THE TASK ->
Your answer should be the lines of the data below that contain "pole".

Records from a data collection:
- Opening Delimiter -

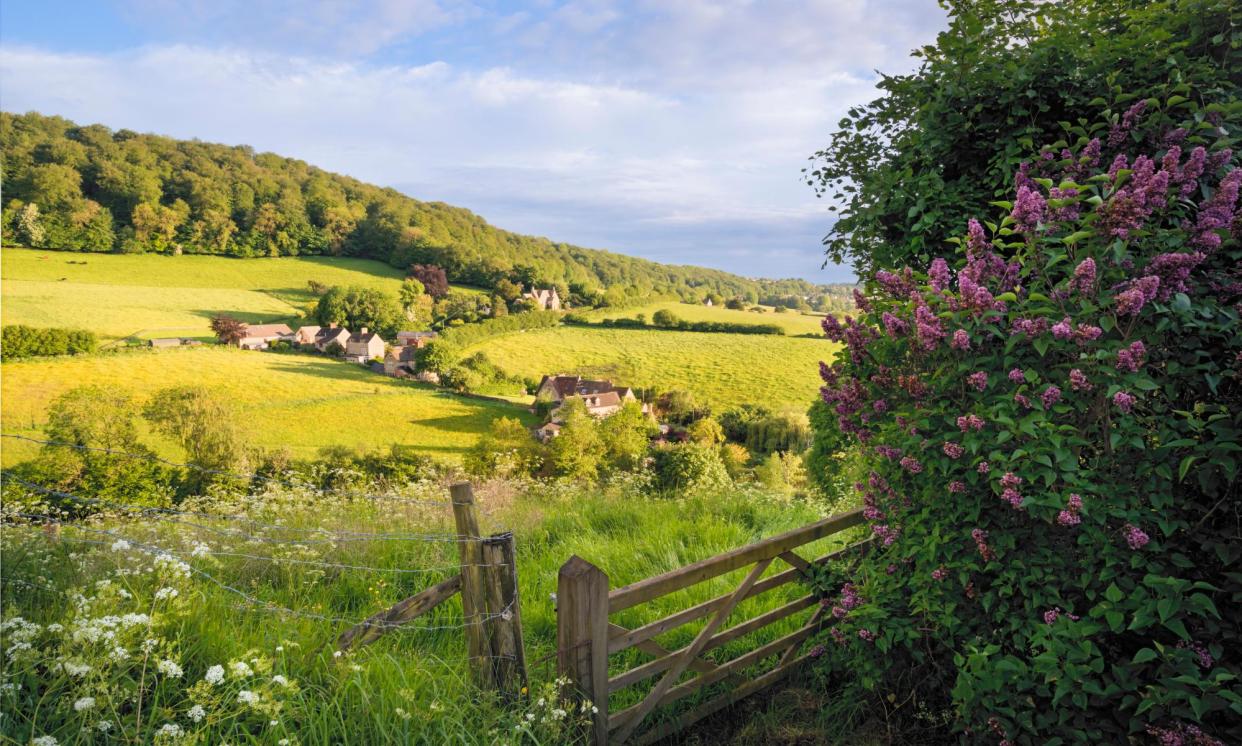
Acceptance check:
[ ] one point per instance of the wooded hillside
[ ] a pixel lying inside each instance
(93, 189)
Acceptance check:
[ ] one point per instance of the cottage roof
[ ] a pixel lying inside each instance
(363, 338)
(267, 329)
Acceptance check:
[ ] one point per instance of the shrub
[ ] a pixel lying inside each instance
(689, 467)
(19, 341)
(1052, 425)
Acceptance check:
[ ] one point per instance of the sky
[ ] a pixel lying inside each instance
(668, 129)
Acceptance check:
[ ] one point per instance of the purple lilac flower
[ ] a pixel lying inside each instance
(1174, 269)
(1132, 358)
(1028, 209)
(1078, 381)
(985, 551)
(1205, 658)
(1063, 329)
(929, 328)
(1135, 536)
(1217, 212)
(938, 274)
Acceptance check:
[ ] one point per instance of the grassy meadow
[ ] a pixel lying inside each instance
(280, 682)
(298, 402)
(722, 369)
(145, 296)
(793, 322)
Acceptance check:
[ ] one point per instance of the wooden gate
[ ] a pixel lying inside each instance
(585, 637)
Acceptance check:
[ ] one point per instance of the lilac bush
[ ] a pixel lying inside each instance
(1051, 422)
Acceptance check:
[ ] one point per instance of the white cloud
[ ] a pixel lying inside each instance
(676, 133)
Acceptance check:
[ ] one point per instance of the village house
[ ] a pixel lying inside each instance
(257, 337)
(400, 361)
(544, 298)
(601, 397)
(173, 341)
(415, 339)
(364, 345)
(329, 335)
(304, 335)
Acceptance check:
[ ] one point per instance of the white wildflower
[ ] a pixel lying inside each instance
(169, 668)
(169, 730)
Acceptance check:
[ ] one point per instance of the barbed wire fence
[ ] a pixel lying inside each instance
(485, 571)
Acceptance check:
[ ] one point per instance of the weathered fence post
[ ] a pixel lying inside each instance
(504, 611)
(583, 637)
(473, 592)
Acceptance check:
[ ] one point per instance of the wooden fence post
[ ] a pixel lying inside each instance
(504, 611)
(473, 592)
(583, 637)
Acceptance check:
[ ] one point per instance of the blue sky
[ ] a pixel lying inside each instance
(671, 129)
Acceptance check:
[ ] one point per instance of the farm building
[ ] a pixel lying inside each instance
(544, 298)
(260, 335)
(329, 335)
(415, 339)
(364, 345)
(601, 397)
(400, 360)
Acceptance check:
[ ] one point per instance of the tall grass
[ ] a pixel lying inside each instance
(412, 685)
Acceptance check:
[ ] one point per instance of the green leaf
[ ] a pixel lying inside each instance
(1185, 467)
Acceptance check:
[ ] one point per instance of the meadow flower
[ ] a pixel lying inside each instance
(1135, 536)
(169, 668)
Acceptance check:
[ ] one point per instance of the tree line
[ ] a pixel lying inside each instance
(87, 188)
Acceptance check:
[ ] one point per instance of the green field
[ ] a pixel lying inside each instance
(722, 369)
(285, 401)
(791, 322)
(118, 296)
(412, 685)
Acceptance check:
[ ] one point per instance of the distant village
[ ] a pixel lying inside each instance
(600, 397)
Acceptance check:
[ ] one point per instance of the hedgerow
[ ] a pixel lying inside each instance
(1052, 421)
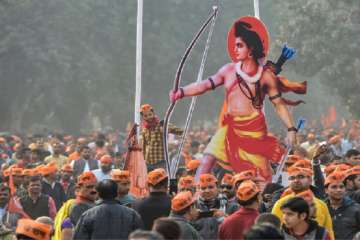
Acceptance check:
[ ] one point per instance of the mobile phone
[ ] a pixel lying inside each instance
(204, 214)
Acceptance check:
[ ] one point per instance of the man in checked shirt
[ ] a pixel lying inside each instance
(152, 137)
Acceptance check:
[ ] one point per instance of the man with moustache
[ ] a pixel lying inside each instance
(85, 197)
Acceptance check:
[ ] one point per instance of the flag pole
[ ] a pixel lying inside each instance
(139, 23)
(256, 9)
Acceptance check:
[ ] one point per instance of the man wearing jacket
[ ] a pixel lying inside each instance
(344, 212)
(183, 211)
(108, 219)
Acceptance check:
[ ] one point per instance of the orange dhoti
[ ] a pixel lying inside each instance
(243, 143)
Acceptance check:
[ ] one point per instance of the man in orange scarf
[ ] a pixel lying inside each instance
(242, 142)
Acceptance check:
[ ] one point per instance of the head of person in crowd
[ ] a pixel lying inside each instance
(107, 189)
(48, 221)
(301, 152)
(263, 231)
(352, 157)
(248, 194)
(4, 195)
(17, 175)
(49, 172)
(268, 218)
(57, 148)
(157, 180)
(181, 172)
(192, 166)
(308, 196)
(207, 187)
(226, 186)
(67, 230)
(335, 187)
(168, 228)
(183, 205)
(27, 174)
(106, 162)
(186, 183)
(86, 183)
(85, 152)
(145, 235)
(242, 176)
(268, 192)
(66, 172)
(35, 155)
(299, 179)
(295, 212)
(352, 179)
(34, 188)
(28, 229)
(147, 113)
(122, 178)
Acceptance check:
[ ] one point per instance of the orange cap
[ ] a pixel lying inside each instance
(15, 171)
(335, 177)
(192, 165)
(227, 179)
(353, 171)
(329, 169)
(244, 175)
(186, 182)
(6, 172)
(297, 170)
(207, 179)
(30, 172)
(181, 201)
(33, 229)
(48, 169)
(303, 163)
(156, 176)
(107, 159)
(145, 108)
(342, 168)
(247, 190)
(335, 139)
(307, 195)
(120, 175)
(292, 159)
(86, 178)
(67, 168)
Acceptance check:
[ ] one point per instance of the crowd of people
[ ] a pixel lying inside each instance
(66, 187)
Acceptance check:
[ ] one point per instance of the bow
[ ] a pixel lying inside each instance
(177, 83)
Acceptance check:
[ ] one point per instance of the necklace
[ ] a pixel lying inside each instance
(245, 76)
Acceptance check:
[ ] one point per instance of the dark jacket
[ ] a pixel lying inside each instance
(78, 209)
(208, 226)
(187, 230)
(79, 166)
(314, 232)
(346, 219)
(57, 193)
(36, 209)
(107, 220)
(158, 204)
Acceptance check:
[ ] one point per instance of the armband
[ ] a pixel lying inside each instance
(275, 97)
(213, 86)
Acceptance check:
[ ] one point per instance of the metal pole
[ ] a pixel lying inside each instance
(256, 9)
(139, 23)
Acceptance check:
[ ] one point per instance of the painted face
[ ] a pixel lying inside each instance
(209, 192)
(148, 115)
(241, 49)
(291, 219)
(336, 191)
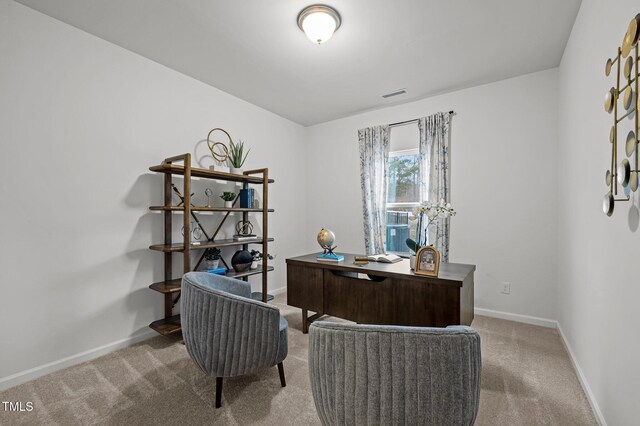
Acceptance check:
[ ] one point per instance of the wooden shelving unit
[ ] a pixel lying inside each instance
(171, 286)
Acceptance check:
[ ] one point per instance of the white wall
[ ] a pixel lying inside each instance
(598, 263)
(81, 120)
(503, 186)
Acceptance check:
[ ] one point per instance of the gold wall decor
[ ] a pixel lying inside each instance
(625, 173)
(219, 150)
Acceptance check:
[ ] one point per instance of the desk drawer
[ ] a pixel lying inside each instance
(304, 288)
(358, 299)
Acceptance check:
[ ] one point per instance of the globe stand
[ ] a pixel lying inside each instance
(328, 250)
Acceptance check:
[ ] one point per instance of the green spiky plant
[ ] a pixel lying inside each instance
(228, 196)
(237, 155)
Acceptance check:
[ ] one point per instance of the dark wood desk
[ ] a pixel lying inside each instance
(380, 293)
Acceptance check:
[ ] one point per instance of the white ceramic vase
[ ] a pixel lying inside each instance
(217, 168)
(213, 264)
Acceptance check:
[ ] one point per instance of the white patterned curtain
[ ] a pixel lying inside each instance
(434, 173)
(374, 168)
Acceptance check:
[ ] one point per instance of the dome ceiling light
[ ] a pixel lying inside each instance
(319, 22)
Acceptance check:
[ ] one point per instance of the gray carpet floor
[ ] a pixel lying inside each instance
(527, 379)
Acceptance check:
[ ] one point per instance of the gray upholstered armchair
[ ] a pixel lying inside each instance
(383, 375)
(226, 332)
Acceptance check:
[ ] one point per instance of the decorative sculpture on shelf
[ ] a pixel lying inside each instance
(622, 174)
(244, 228)
(209, 193)
(326, 238)
(219, 150)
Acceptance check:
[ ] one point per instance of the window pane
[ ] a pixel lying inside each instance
(403, 179)
(398, 229)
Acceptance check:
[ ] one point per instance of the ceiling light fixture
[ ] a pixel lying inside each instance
(395, 93)
(319, 22)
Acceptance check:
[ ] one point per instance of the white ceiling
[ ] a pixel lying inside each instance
(254, 50)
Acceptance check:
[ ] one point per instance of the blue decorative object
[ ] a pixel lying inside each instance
(330, 257)
(241, 260)
(246, 198)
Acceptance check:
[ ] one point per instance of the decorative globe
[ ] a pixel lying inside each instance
(326, 238)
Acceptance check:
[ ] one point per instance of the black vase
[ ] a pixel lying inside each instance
(241, 260)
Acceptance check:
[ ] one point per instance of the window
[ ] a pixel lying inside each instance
(403, 190)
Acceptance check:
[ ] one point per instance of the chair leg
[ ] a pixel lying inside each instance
(283, 382)
(218, 392)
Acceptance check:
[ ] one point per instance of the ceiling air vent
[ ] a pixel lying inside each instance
(395, 93)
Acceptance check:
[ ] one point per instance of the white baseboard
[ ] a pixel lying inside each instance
(278, 291)
(583, 380)
(544, 322)
(42, 370)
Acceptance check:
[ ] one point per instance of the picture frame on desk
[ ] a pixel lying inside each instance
(427, 261)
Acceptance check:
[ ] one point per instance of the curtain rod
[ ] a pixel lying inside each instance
(415, 120)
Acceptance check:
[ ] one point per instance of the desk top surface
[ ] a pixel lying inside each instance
(456, 272)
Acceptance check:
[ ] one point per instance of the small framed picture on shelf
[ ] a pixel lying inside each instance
(427, 261)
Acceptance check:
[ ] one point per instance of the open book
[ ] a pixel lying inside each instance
(385, 258)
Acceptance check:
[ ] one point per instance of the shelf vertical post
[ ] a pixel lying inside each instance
(187, 214)
(168, 266)
(265, 231)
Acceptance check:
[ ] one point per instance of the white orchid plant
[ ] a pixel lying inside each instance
(428, 212)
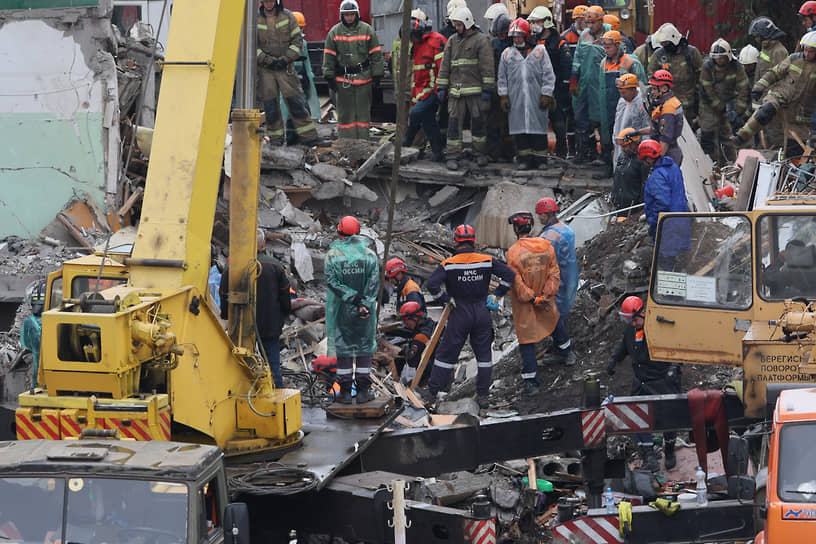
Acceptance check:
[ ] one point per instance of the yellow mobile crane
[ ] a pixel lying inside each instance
(142, 351)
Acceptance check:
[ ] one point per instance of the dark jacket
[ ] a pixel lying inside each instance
(273, 302)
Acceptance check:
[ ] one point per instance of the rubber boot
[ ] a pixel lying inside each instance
(669, 458)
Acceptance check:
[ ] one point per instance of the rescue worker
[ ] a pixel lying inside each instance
(396, 274)
(526, 84)
(468, 78)
(667, 115)
(465, 278)
(280, 43)
(303, 70)
(31, 330)
(422, 327)
(790, 88)
(537, 278)
(584, 83)
(649, 378)
(772, 52)
(427, 51)
(562, 239)
(724, 100)
(664, 190)
(630, 172)
(683, 61)
(500, 144)
(630, 111)
(352, 64)
(613, 66)
(544, 32)
(352, 277)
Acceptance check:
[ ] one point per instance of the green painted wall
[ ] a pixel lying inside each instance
(44, 162)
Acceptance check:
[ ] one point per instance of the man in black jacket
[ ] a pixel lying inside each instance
(650, 378)
(272, 304)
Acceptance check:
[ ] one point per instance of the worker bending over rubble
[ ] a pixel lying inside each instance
(352, 278)
(464, 281)
(537, 279)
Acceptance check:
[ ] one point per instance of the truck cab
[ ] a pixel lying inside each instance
(94, 491)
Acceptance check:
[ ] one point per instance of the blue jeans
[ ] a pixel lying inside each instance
(272, 349)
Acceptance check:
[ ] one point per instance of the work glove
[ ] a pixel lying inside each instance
(574, 86)
(441, 93)
(492, 303)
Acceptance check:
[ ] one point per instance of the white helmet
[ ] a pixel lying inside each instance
(464, 16)
(495, 10)
(749, 55)
(667, 33)
(453, 4)
(543, 14)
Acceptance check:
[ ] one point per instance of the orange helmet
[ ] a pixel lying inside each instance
(578, 12)
(348, 226)
(631, 307)
(593, 13)
(612, 21)
(626, 81)
(649, 148)
(395, 266)
(546, 205)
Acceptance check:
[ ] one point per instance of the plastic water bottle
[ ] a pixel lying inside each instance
(702, 489)
(609, 501)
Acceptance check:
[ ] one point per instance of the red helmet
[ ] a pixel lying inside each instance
(394, 266)
(546, 205)
(649, 148)
(411, 310)
(519, 27)
(808, 8)
(631, 307)
(662, 77)
(348, 226)
(464, 233)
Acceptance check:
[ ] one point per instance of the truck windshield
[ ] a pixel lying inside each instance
(797, 472)
(787, 250)
(94, 510)
(703, 261)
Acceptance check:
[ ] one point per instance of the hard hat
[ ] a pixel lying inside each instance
(632, 306)
(809, 39)
(626, 81)
(418, 14)
(808, 8)
(464, 233)
(668, 33)
(543, 14)
(519, 27)
(612, 36)
(650, 149)
(765, 29)
(546, 205)
(453, 4)
(628, 136)
(749, 55)
(578, 12)
(661, 77)
(500, 25)
(411, 310)
(348, 226)
(721, 48)
(612, 21)
(593, 13)
(464, 16)
(395, 266)
(494, 10)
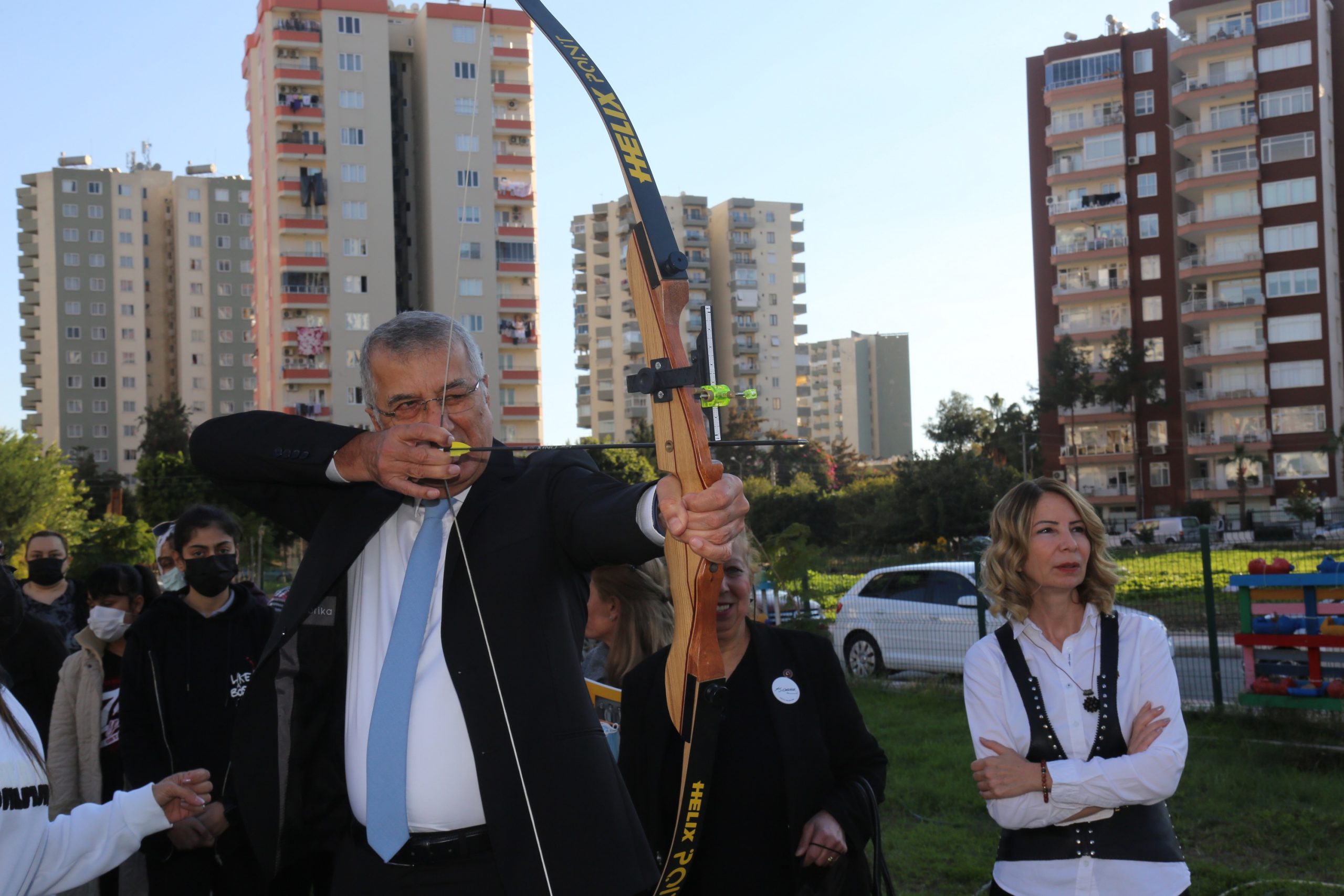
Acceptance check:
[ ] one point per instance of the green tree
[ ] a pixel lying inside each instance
(1245, 475)
(41, 492)
(112, 539)
(958, 424)
(1132, 381)
(1067, 382)
(167, 428)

- Closing Delimiter -

TASK OUTPUT ->
[ ] one point per instance of the flag pole
[ ] one point per instance of the metal pole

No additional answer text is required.